Problem requirements:
Repeat verbatim every line of the material, beginning at the line that holds "query: white play button" and ending at its last line.

Records for the exercise:
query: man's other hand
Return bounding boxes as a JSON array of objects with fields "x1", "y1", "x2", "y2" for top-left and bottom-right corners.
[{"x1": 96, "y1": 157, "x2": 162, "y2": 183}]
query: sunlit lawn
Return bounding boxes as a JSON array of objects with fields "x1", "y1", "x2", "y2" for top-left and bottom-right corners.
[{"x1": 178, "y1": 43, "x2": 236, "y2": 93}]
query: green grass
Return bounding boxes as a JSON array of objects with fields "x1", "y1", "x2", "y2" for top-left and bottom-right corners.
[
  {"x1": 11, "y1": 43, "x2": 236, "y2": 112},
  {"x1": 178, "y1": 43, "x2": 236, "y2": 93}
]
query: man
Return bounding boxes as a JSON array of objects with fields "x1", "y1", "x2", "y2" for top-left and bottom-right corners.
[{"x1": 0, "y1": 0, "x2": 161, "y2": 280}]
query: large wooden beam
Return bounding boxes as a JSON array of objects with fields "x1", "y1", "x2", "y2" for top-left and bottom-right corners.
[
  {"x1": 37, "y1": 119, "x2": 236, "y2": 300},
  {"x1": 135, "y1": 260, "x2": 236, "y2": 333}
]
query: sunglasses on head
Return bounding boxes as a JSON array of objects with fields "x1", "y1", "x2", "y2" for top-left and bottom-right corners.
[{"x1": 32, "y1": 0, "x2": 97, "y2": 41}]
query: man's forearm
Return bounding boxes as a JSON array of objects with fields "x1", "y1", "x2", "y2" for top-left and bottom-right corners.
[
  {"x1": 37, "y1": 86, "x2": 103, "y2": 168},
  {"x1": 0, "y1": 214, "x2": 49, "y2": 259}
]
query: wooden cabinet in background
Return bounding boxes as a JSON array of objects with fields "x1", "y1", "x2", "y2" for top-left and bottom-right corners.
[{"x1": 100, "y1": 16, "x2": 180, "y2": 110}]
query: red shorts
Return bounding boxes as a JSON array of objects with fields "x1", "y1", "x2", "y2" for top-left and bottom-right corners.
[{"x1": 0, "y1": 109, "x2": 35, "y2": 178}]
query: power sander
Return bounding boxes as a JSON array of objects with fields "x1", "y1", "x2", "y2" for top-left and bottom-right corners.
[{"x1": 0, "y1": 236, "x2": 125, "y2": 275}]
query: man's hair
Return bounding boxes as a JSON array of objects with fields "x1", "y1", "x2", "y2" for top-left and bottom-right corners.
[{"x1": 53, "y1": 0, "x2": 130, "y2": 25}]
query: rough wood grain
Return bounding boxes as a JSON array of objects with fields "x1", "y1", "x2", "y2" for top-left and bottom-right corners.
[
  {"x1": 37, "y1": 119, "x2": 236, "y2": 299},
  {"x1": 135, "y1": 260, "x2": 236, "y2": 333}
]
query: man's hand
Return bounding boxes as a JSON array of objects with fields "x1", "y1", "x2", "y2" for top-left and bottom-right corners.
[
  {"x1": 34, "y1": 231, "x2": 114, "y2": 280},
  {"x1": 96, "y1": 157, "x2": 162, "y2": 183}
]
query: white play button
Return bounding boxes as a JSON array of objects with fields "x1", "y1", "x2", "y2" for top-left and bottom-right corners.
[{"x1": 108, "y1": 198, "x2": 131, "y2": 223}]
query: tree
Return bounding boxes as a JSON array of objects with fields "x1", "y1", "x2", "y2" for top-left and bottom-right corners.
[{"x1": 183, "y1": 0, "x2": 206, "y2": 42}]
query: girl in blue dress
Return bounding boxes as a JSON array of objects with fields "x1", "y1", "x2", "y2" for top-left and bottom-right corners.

Output below:
query: white play button
Return bounding boxes as a JSON array of objects with fields "x1", "y1", "x2", "y2" for top-left and bottom-right corners.
[{"x1": 108, "y1": 198, "x2": 131, "y2": 223}]
query: tree
Return bounding boxes as a JSON array of objects with fields "x1", "y1", "x2", "y2" for top-left and bottom-right corners.
[{"x1": 183, "y1": 0, "x2": 206, "y2": 42}]
query: girl in blue dress
Return bounding boxes as a JSON array of objects with fields "x1", "y1", "x2", "y2" for top-left and bottom-right corners.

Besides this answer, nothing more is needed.